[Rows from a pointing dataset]
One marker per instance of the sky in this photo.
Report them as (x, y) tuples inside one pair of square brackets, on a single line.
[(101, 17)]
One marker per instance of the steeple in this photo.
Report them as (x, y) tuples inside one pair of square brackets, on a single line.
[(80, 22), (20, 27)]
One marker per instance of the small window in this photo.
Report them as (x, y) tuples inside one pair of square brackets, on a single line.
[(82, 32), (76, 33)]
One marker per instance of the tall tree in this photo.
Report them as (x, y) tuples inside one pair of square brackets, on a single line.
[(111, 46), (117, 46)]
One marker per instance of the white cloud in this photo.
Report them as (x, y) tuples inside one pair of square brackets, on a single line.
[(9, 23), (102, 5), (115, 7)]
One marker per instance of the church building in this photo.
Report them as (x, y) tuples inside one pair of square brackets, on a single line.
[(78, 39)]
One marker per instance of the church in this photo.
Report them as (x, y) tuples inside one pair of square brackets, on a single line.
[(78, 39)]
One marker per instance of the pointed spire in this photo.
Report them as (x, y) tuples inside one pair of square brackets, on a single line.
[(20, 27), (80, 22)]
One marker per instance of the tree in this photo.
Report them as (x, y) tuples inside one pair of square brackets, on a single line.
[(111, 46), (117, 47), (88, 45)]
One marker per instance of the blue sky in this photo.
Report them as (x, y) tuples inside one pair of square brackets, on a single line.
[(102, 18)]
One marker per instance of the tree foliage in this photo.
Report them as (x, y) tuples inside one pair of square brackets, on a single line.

→ **What to do**
Please write out all of the entries again, replacing every "marker" with "point" and leaving everything else the same.

→ **Worked solution**
One point per instance of the sky in this photo.
Report them as (x, y) tuples inside one pair of square brackets, on a single line.
[(101, 17)]
One point per instance of the steeple in this photo.
Report them as (x, y) tuples inside one pair of square brackets, on a single line.
[(80, 22), (20, 27)]
One point per instance of the small window in this photo.
Report them as (x, y) tuples inside one pair of square brackets, on a single line.
[(82, 32), (76, 33)]
One point per instance of the tall tree in this photo.
Report them as (x, y) tuples inside one pair of square brackets, on a single line.
[(111, 46), (117, 46)]
One point per instance of the white cloud in this photo.
Report them as (x, y) tuples inside one pair of square brackets, on a single line.
[(9, 23), (102, 5), (115, 7)]
One point per instance of the church building in this photo.
Report them as (x, y) tuples inside one pair of square brackets, on a single line.
[(78, 39)]
One point per instance of the church in this photo.
Report them as (x, y) tuples inside one pair of square brackets, on a single line.
[(78, 39)]
One point per instance of the pointed spire in this photo.
Report them as (x, y) tuples inside one pair of square brackets, on a single line.
[(20, 27), (80, 22)]
One point per instance of the tree in this photo.
Report them as (x, y) tuples inside one pair of square brackets, on a single line.
[(111, 46), (117, 47), (88, 45)]
One point per instance of the blue sky in this photo.
Report them as (x, y) tuples inside one pair of square brackets, on a single line.
[(102, 18)]
One point per instance of the tree foliage in this photo.
Report them as (x, y) tuples inside one pair of square brackets, on a single line.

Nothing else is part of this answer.